### ACTION ITEM
Pull every line containing "dark" from the data.

═══ RAW DATA ═══

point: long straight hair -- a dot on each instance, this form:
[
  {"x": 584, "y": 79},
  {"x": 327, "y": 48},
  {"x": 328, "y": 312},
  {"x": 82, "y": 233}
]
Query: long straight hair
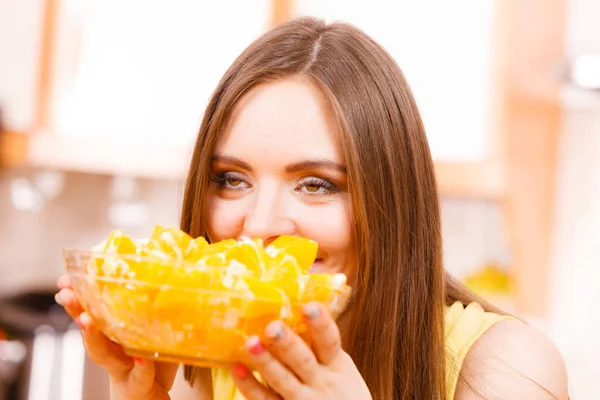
[{"x": 401, "y": 288}]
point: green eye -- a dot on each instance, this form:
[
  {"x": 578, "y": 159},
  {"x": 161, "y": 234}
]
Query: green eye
[{"x": 233, "y": 182}]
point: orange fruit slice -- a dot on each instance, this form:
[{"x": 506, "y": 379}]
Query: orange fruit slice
[{"x": 302, "y": 249}]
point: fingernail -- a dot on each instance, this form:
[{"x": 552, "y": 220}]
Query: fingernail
[
  {"x": 274, "y": 330},
  {"x": 254, "y": 345},
  {"x": 311, "y": 311},
  {"x": 241, "y": 371},
  {"x": 79, "y": 323},
  {"x": 83, "y": 320}
]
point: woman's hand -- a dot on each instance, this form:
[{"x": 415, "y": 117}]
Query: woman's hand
[
  {"x": 292, "y": 370},
  {"x": 130, "y": 378}
]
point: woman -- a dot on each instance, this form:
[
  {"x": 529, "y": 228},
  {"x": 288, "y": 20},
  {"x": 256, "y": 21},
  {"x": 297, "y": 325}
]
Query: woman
[{"x": 313, "y": 131}]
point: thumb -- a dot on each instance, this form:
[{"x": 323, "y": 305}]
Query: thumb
[{"x": 141, "y": 376}]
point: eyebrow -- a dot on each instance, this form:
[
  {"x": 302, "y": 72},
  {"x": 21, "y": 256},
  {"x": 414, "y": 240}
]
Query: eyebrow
[{"x": 291, "y": 168}]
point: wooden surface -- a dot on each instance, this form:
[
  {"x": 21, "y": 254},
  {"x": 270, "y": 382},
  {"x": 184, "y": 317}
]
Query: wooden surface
[{"x": 13, "y": 149}]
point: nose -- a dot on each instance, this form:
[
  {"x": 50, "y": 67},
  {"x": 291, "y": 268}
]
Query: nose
[{"x": 268, "y": 216}]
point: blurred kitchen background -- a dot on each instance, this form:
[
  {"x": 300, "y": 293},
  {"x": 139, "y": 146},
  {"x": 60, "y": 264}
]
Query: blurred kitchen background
[{"x": 100, "y": 102}]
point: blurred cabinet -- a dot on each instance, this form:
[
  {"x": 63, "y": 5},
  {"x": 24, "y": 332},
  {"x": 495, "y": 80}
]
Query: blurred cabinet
[
  {"x": 20, "y": 52},
  {"x": 130, "y": 80}
]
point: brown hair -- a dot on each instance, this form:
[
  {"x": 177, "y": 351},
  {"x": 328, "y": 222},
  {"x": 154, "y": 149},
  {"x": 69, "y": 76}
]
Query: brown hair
[{"x": 401, "y": 290}]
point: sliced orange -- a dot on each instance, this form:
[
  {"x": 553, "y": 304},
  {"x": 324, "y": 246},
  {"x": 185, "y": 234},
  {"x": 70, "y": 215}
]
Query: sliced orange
[{"x": 302, "y": 249}]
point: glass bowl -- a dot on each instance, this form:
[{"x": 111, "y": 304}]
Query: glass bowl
[{"x": 188, "y": 313}]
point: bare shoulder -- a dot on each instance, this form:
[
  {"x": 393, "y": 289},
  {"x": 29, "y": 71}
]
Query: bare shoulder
[{"x": 513, "y": 360}]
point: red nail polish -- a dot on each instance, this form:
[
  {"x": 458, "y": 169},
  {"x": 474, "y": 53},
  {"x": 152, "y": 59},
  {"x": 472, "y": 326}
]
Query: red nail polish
[
  {"x": 255, "y": 346},
  {"x": 241, "y": 371},
  {"x": 79, "y": 323}
]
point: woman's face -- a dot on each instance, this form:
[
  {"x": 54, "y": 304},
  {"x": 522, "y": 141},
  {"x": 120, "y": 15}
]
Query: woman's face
[{"x": 278, "y": 169}]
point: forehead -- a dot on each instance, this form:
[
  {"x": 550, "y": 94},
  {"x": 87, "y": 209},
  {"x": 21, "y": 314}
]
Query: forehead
[{"x": 282, "y": 121}]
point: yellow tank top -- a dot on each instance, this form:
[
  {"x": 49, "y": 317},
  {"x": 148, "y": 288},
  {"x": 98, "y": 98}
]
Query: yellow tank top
[{"x": 464, "y": 325}]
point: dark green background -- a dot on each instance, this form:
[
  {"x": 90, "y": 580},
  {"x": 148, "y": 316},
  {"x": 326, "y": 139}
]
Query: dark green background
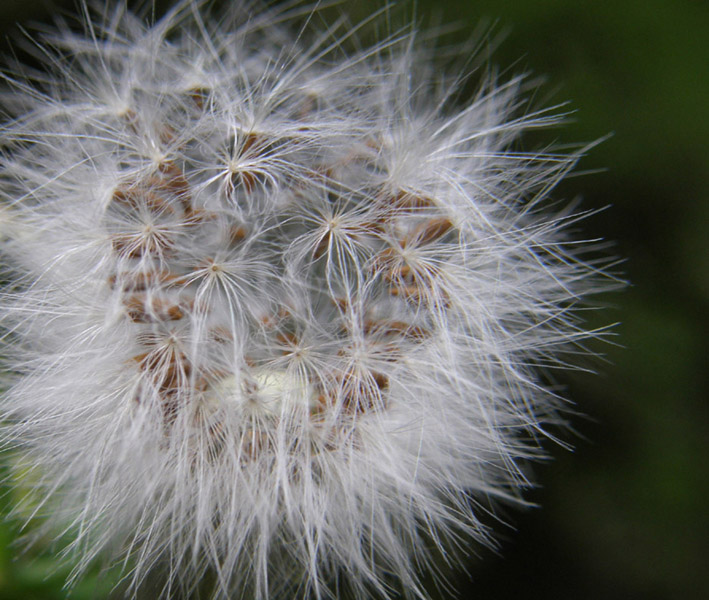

═══

### WRITTEN SOLUTION
point: dark green background -- a dot on each instance, this form:
Query: dark green background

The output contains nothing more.